• STATED GOAL: Find each line in the listing below that contains the string "cape" and copy those lines out in full. Case counts.
— Start DATA IN THIS EXERCISE —
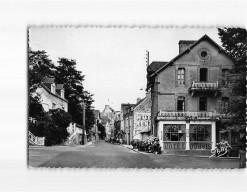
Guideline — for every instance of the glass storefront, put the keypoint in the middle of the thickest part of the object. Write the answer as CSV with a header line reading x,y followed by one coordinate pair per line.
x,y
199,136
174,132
— End DATA IN THIS EXERCISE —
— Start DATA IN THIS EXERCISE —
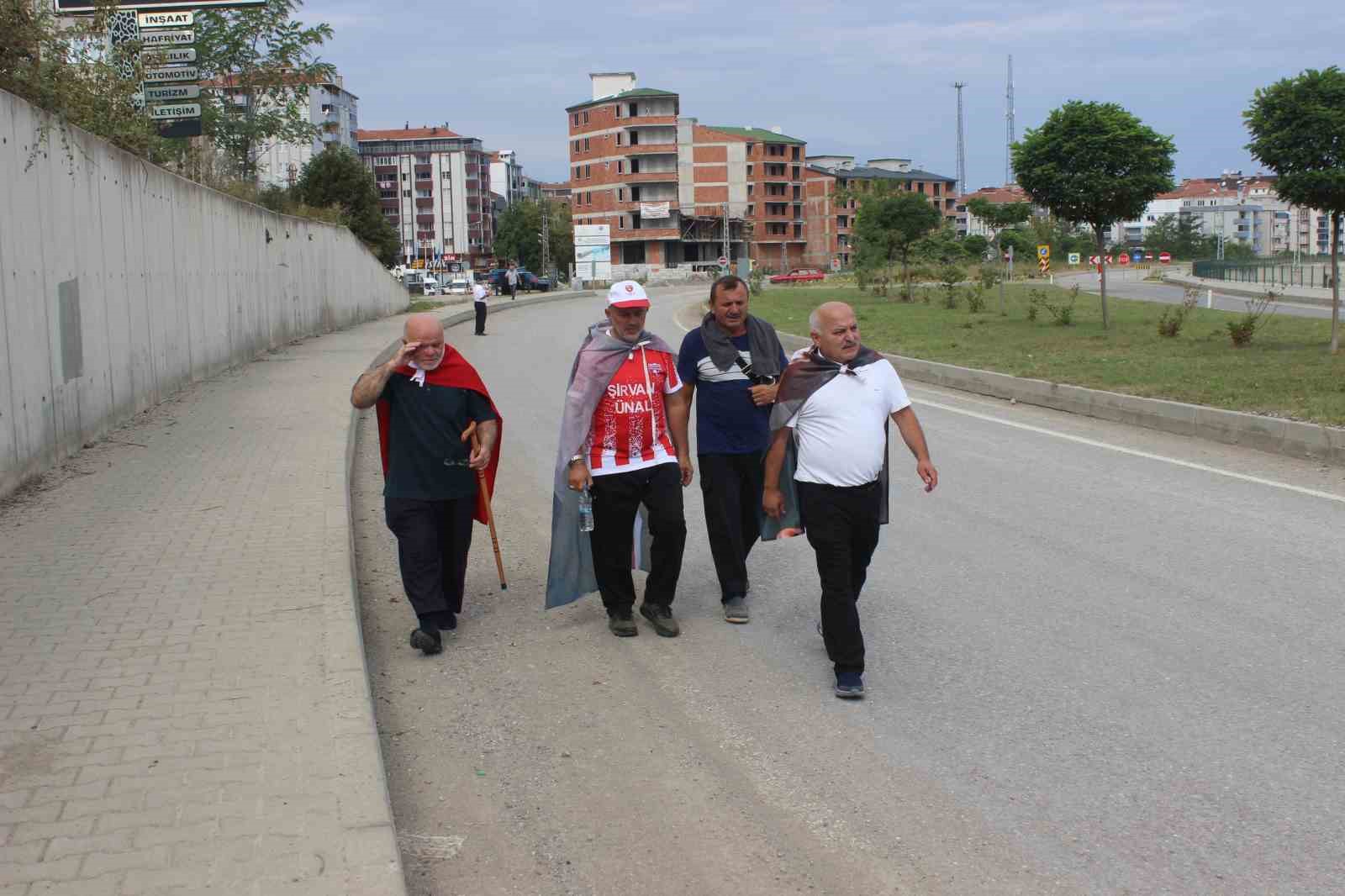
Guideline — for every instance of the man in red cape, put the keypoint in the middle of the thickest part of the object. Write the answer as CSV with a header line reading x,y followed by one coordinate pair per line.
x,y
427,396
— End DATA IN THIS EXERCISE —
• SOLUTION TO THE EXERCISE:
Guideline — for every instance of the man in red cape, put the keypoint in the middle of the thickest part of the object. Write the answer as CSV with a header line reading x,y followed by one coordinate pair per line.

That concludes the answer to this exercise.